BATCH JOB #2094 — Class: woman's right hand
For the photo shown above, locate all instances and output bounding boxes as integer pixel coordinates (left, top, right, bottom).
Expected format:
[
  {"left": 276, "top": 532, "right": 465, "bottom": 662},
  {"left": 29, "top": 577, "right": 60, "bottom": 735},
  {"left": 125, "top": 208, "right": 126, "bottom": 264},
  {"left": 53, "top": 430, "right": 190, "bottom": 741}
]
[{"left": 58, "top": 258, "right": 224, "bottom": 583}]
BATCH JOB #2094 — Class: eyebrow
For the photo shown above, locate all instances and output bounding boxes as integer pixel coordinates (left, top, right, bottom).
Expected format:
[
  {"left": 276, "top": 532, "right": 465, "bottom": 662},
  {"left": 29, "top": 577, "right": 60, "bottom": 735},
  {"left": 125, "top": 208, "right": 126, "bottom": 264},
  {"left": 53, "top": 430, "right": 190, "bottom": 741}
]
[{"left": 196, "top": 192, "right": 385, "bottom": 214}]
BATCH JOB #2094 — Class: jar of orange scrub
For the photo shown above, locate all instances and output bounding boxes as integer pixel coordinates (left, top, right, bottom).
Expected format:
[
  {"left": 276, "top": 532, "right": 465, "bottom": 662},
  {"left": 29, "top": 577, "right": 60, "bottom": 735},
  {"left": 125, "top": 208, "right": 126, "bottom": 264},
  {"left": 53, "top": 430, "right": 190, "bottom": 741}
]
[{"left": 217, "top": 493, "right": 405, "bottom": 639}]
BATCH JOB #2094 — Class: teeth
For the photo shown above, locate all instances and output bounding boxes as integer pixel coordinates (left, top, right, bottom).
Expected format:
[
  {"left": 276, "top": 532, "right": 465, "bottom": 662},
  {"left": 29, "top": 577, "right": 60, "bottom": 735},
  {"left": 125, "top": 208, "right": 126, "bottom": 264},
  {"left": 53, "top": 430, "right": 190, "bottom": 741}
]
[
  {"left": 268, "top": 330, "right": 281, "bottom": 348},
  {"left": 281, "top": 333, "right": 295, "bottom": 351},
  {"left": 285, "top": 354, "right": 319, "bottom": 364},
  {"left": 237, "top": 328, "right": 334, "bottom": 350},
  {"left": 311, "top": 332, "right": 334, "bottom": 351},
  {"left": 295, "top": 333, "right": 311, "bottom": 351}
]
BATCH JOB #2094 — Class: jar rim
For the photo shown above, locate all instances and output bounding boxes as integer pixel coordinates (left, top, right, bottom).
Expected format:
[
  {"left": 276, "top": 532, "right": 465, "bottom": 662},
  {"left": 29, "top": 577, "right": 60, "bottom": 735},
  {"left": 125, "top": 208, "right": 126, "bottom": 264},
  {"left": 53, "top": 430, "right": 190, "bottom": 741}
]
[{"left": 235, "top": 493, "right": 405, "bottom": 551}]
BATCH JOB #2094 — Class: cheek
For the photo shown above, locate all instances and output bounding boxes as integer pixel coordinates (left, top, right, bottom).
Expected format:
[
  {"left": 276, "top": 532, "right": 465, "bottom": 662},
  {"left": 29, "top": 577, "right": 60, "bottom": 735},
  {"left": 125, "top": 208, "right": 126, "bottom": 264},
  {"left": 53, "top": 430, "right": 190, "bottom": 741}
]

###

* _Task statement_
Reproduce all the records above, substituting "Required format" for every occurrence of "Expected format" and leaving everything else unchanged.

* _The solution_
BATCH JOB #2094 — Class: woman's right hand
For the photo shown above, locate all instances and output bounding boxes as integer pixel coordinates (left, top, right, bottom).
Required format:
[
  {"left": 276, "top": 532, "right": 465, "bottom": 662},
  {"left": 29, "top": 577, "right": 60, "bottom": 735},
  {"left": 125, "top": 208, "right": 126, "bottom": 264},
  {"left": 53, "top": 430, "right": 190, "bottom": 741}
]
[{"left": 58, "top": 258, "right": 224, "bottom": 583}]
BATCH JOB #2094 — Class: eyebrow
For the photo shown above, locate all instances and output bounding boxes as integer pixel coordinates (left, top, right, bottom).
Required format:
[
  {"left": 276, "top": 532, "right": 465, "bottom": 662},
  {"left": 29, "top": 577, "right": 60, "bottom": 735},
  {"left": 125, "top": 208, "right": 126, "bottom": 264},
  {"left": 53, "top": 430, "right": 190, "bottom": 741}
]
[{"left": 196, "top": 192, "right": 385, "bottom": 214}]
BATCH JOB #2094 — Class: jar of orange scrub
For the photo shown above, locate all instances and output bounding boxes as integer pixel coordinates (left, top, right, bottom).
Required format:
[
  {"left": 276, "top": 532, "right": 465, "bottom": 662},
  {"left": 29, "top": 577, "right": 60, "bottom": 735},
  {"left": 125, "top": 208, "right": 126, "bottom": 264},
  {"left": 53, "top": 430, "right": 190, "bottom": 741}
]
[{"left": 217, "top": 493, "right": 405, "bottom": 639}]
BATCH JOB #2094 — Class: teeth
For the photo shown above, locate all instances and output bounding boxes as integer pixel coordinates (left, top, right, bottom).
Required format:
[
  {"left": 276, "top": 532, "right": 465, "bottom": 662},
  {"left": 29, "top": 577, "right": 60, "bottom": 735},
  {"left": 125, "top": 208, "right": 126, "bottom": 264},
  {"left": 53, "top": 430, "right": 190, "bottom": 741}
]
[
  {"left": 268, "top": 330, "right": 281, "bottom": 348},
  {"left": 281, "top": 333, "right": 295, "bottom": 351},
  {"left": 285, "top": 354, "right": 319, "bottom": 364},
  {"left": 237, "top": 328, "right": 334, "bottom": 350},
  {"left": 311, "top": 332, "right": 334, "bottom": 351},
  {"left": 295, "top": 333, "right": 311, "bottom": 351}
]
BATCH JOB #2094 — Class: jar rim
For the photo shown above, locate all instances and output bounding boxes as integer pixel coordinates (left, top, right, bottom).
Required format:
[
  {"left": 276, "top": 532, "right": 465, "bottom": 662},
  {"left": 29, "top": 577, "right": 60, "bottom": 735},
  {"left": 125, "top": 208, "right": 126, "bottom": 264},
  {"left": 53, "top": 430, "right": 190, "bottom": 741}
]
[{"left": 235, "top": 493, "right": 405, "bottom": 551}]
BATCH JOB #2094 — Class: cheek
For the photo shown above, locate all instances and output bounding boxes as integer pixel coordinates (left, top, right, bottom).
Required format:
[
  {"left": 276, "top": 532, "right": 465, "bottom": 662},
  {"left": 29, "top": 577, "right": 60, "bottom": 735},
  {"left": 125, "top": 208, "right": 126, "bottom": 264},
  {"left": 53, "top": 430, "right": 190, "bottom": 741}
]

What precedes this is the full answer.